TASK:
Return precisely the opening lines of the listing below, ending with the line that contains "rough mask: <svg".

*** TASK INPUTS ***

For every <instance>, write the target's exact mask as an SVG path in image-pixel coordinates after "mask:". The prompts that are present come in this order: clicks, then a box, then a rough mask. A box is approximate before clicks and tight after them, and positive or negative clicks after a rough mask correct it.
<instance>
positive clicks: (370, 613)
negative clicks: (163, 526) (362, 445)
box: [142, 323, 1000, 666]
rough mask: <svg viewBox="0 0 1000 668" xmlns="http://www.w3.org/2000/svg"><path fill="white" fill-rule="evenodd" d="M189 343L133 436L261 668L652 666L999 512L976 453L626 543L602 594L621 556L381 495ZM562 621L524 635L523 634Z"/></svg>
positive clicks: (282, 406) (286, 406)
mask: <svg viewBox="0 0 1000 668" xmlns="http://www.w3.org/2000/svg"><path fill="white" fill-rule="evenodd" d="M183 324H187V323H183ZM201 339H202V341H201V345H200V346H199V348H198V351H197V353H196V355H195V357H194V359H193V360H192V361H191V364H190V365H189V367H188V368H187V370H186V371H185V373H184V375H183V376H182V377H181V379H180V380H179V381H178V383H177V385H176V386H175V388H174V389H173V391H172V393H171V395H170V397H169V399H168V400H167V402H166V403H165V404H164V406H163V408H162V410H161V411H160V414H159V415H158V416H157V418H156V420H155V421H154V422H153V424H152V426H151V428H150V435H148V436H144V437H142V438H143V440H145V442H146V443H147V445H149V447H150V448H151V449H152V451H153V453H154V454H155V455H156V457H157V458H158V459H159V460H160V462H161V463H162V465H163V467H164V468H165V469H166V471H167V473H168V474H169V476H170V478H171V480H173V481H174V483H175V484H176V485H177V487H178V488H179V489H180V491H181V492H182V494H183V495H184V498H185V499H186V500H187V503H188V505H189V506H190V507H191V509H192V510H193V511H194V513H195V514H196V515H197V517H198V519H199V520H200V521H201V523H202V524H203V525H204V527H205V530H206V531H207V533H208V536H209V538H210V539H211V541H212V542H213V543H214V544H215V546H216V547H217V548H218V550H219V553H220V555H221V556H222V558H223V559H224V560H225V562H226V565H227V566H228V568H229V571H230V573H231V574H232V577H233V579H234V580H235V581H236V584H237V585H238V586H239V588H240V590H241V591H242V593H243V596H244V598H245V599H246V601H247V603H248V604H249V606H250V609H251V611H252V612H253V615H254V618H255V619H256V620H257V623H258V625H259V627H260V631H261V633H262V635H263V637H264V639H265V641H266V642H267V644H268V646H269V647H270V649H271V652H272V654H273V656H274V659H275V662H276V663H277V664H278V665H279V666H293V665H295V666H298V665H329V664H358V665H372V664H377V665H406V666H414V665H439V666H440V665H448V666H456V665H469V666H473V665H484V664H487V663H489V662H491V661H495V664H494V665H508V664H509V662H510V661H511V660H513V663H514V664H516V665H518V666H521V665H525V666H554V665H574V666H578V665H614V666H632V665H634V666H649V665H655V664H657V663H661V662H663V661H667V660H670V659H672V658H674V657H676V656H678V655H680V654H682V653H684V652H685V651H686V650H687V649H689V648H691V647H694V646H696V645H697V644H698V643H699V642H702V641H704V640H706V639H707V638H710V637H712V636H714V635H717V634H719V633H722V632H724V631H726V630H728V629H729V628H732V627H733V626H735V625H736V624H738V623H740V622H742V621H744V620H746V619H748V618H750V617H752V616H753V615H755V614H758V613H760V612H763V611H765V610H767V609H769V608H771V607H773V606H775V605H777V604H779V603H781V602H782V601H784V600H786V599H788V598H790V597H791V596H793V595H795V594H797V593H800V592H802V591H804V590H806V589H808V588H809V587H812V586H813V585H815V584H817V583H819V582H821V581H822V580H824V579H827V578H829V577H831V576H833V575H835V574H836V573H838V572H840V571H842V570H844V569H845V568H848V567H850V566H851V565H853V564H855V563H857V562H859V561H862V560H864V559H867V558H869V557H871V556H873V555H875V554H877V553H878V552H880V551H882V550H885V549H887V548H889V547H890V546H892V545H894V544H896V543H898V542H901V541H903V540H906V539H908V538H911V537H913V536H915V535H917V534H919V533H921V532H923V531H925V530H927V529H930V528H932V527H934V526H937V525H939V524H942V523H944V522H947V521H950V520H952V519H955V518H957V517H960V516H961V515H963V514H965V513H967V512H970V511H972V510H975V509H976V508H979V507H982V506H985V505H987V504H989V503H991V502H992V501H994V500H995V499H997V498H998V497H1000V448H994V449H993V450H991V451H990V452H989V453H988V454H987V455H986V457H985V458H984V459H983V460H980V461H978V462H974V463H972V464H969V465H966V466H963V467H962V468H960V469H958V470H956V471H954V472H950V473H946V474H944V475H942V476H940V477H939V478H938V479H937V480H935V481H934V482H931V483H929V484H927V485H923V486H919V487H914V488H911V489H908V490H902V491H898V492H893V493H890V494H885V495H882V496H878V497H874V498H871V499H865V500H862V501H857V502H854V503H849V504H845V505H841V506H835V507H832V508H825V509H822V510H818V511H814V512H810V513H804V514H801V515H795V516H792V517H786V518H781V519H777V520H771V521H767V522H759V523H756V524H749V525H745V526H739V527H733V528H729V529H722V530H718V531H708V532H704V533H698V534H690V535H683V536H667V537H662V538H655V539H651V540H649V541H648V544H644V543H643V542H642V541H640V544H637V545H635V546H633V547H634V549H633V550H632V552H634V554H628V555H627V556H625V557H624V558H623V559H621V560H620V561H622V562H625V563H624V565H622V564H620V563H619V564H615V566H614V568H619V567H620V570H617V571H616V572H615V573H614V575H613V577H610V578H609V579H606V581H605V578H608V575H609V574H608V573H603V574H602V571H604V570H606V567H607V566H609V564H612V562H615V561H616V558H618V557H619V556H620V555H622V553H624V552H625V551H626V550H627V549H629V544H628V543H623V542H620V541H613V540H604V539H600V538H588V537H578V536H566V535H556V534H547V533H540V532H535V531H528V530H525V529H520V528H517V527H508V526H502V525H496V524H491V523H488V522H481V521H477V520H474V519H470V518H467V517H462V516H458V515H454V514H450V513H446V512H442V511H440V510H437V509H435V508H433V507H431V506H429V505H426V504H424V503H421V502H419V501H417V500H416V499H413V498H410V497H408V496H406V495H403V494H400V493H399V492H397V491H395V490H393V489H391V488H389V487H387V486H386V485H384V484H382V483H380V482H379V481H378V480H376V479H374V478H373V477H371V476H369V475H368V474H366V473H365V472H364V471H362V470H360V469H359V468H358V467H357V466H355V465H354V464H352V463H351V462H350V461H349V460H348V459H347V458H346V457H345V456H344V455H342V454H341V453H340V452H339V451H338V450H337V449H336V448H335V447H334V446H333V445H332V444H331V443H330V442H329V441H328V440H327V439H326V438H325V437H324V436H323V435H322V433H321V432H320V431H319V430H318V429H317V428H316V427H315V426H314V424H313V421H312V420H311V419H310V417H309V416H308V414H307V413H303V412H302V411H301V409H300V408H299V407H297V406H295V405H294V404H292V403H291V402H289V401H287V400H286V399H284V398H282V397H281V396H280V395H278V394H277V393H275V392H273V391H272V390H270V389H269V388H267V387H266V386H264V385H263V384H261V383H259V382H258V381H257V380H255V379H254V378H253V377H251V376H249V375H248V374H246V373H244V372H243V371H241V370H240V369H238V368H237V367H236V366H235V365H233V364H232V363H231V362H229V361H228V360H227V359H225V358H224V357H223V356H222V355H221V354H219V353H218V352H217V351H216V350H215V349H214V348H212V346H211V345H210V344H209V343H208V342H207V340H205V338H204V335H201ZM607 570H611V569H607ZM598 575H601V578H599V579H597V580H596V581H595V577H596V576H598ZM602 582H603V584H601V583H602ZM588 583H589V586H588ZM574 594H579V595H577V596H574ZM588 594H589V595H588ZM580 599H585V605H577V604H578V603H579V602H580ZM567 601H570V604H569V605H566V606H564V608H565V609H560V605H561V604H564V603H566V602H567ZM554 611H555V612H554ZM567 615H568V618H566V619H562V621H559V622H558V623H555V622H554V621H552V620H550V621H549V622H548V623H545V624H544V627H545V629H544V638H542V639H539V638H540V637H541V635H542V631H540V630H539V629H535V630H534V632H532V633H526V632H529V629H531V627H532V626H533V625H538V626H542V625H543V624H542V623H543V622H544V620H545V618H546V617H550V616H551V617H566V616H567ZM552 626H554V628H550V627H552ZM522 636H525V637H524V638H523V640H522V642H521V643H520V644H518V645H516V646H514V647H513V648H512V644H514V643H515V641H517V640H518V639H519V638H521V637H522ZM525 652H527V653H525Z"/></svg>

*** End of TASK INPUTS ***

EXERCISE RESPONSE:
For every <instance>, write the target's exact mask as an SVG path in image-pixel coordinates after "mask:". The prompts that are present come in this order: clicks, then a box, then a rough mask. A box is approximate before clicks and tight after them, and positive or negative clicks after a rough mask correct it.
<instance>
positive clicks: (370, 613)
negative clicks: (163, 526) (362, 445)
box: [142, 323, 1000, 666]
rough mask: <svg viewBox="0 0 1000 668" xmlns="http://www.w3.org/2000/svg"><path fill="white" fill-rule="evenodd" d="M189 343L133 436L261 668L652 666L999 512L976 453L626 543L602 594L621 556L381 495ZM562 621L524 635L523 634Z"/></svg>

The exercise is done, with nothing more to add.